__GIVEN EXERCISE__:
Copy every line of the material below word for word.

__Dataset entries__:
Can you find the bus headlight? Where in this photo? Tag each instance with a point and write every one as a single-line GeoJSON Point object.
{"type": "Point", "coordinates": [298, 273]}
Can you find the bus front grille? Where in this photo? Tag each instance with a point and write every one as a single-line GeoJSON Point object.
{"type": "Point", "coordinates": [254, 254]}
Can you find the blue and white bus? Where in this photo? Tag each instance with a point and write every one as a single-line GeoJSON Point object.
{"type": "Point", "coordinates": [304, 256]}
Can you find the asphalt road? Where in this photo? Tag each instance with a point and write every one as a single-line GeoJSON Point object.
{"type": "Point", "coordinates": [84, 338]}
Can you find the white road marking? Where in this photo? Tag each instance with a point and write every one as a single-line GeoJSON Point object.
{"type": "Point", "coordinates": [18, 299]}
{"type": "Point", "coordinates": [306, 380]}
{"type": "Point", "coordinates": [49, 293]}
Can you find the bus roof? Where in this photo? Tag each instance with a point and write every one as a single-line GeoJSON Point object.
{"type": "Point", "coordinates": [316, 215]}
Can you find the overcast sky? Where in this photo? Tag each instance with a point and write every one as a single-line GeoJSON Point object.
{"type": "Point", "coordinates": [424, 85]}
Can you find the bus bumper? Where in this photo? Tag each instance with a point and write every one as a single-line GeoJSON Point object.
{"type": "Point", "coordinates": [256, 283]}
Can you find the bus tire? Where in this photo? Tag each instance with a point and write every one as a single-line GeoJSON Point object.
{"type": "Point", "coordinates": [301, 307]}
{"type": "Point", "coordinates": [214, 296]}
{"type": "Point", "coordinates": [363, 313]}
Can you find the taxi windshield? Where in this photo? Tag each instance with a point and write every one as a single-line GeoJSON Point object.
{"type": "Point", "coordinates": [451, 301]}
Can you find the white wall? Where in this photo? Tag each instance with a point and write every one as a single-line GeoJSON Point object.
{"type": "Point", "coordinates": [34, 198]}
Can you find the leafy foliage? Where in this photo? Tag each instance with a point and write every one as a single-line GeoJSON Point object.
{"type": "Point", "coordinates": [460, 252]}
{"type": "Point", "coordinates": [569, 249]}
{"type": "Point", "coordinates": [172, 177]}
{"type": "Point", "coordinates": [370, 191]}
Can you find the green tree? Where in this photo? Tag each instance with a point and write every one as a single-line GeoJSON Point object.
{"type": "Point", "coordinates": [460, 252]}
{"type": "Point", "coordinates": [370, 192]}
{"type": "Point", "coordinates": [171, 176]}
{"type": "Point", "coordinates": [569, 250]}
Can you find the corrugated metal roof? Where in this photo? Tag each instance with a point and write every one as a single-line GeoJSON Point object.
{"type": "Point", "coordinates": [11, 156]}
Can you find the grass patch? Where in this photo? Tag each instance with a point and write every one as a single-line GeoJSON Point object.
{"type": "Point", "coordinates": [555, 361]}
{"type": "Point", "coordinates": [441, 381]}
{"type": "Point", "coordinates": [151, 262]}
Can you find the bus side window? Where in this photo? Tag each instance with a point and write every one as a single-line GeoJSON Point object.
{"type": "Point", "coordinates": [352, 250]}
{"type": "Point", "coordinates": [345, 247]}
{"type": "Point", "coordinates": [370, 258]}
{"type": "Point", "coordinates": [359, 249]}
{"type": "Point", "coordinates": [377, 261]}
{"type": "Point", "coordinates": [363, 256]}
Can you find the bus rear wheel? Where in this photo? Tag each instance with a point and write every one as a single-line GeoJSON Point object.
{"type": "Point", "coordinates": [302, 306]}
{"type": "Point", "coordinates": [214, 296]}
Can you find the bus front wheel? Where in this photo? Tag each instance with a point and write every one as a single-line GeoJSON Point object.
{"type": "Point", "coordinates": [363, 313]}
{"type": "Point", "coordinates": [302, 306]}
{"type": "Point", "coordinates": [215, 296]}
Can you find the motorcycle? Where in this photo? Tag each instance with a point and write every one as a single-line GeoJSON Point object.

__WRITTEN REPLY__:
Can you find the bus headlight? Where in this photo? Tag each instance with a point and write every one as a single-line GeoJSON Point object.
{"type": "Point", "coordinates": [298, 273]}
Can you find the bus front grille? Where in this photo? Tag each instance with a point and write every one as a single-line GeoJSON Point object.
{"type": "Point", "coordinates": [254, 254]}
Can you find the blue and white bus? Where in this photo? Tag each instance with a point and write every one as a single-line GeoJSON Point object.
{"type": "Point", "coordinates": [304, 256]}
Can you find the asphalt road? Where in this photo? Tag each instance with a point and write every one as a single-line GeoJSON Point object.
{"type": "Point", "coordinates": [84, 338]}
Can you find the white road marking? Where in this photo? Tag each instance with a point and write every one as a single-line GeoJSON Point object.
{"type": "Point", "coordinates": [18, 299]}
{"type": "Point", "coordinates": [306, 380]}
{"type": "Point", "coordinates": [49, 293]}
Can you find the bus roof? Where in this photo? Tag each instance with a point and write every one as a single-line GeoJSON Point object.
{"type": "Point", "coordinates": [316, 215]}
Can you find the overcast sky? Where in this photo? Tag each instance with a point and write every one as a single-line GeoJSON Point object.
{"type": "Point", "coordinates": [424, 85]}
Can you find the bus bumper? Where in this photo? Tag each instance with a point and write every one as a single-line GeoJSON Point object.
{"type": "Point", "coordinates": [256, 283]}
Can you find the bus tire? Where in this photo? Tag each instance with a point and write every one as a single-line GeoJSON Point object.
{"type": "Point", "coordinates": [301, 307]}
{"type": "Point", "coordinates": [214, 296]}
{"type": "Point", "coordinates": [363, 313]}
Can you find the taxi windshield? Where in this photo? Tag each instance with a point and write every one as a single-line GeoJSON Point object.
{"type": "Point", "coordinates": [451, 301]}
Can you find the white wall? Where in this photo? Tag each instance with a point and write every one as a single-line GeoJSON Point object.
{"type": "Point", "coordinates": [34, 198]}
Can you find the leafy foliage? Where in this photo? Tag each instance with a point and write every one as a single-line GeoJSON Point object.
{"type": "Point", "coordinates": [460, 252]}
{"type": "Point", "coordinates": [569, 249]}
{"type": "Point", "coordinates": [172, 177]}
{"type": "Point", "coordinates": [370, 191]}
Can you find the green tree? Where in this photo? Tag each instance with a point and write every one as a single-line GeoJSON Point object.
{"type": "Point", "coordinates": [460, 252]}
{"type": "Point", "coordinates": [370, 192]}
{"type": "Point", "coordinates": [171, 176]}
{"type": "Point", "coordinates": [569, 250]}
Can you find the corrugated metal roof? Where in this photo? Tag each instance with a point and write every one as a single-line GeoJSON Point object.
{"type": "Point", "coordinates": [11, 156]}
Can you find the grass patch? Where in this photo? Tag each instance with a point and write every one as a single-line GeoJSON Point object.
{"type": "Point", "coordinates": [555, 361]}
{"type": "Point", "coordinates": [441, 381]}
{"type": "Point", "coordinates": [151, 262]}
Can you find the bus side window? Where in this photo? Tag each instance with a point and write every one as a single-line GeoJSON Point object.
{"type": "Point", "coordinates": [352, 250]}
{"type": "Point", "coordinates": [345, 247]}
{"type": "Point", "coordinates": [370, 258]}
{"type": "Point", "coordinates": [359, 249]}
{"type": "Point", "coordinates": [377, 261]}
{"type": "Point", "coordinates": [363, 256]}
Can you find the bus rear wheel? Where in this photo? Tag each instance with a point and write every one as a single-line GeoJSON Point object.
{"type": "Point", "coordinates": [302, 306]}
{"type": "Point", "coordinates": [214, 296]}
Can you find the bus front wheel? Where in this photo? Tag each instance with a point and write every one as a single-line GeoJSON Point object.
{"type": "Point", "coordinates": [363, 313]}
{"type": "Point", "coordinates": [302, 306]}
{"type": "Point", "coordinates": [215, 296]}
Can you find the motorcycle? Where in this photo? Tag each instance with a point and write every one as a single-line GeoJSON Point object.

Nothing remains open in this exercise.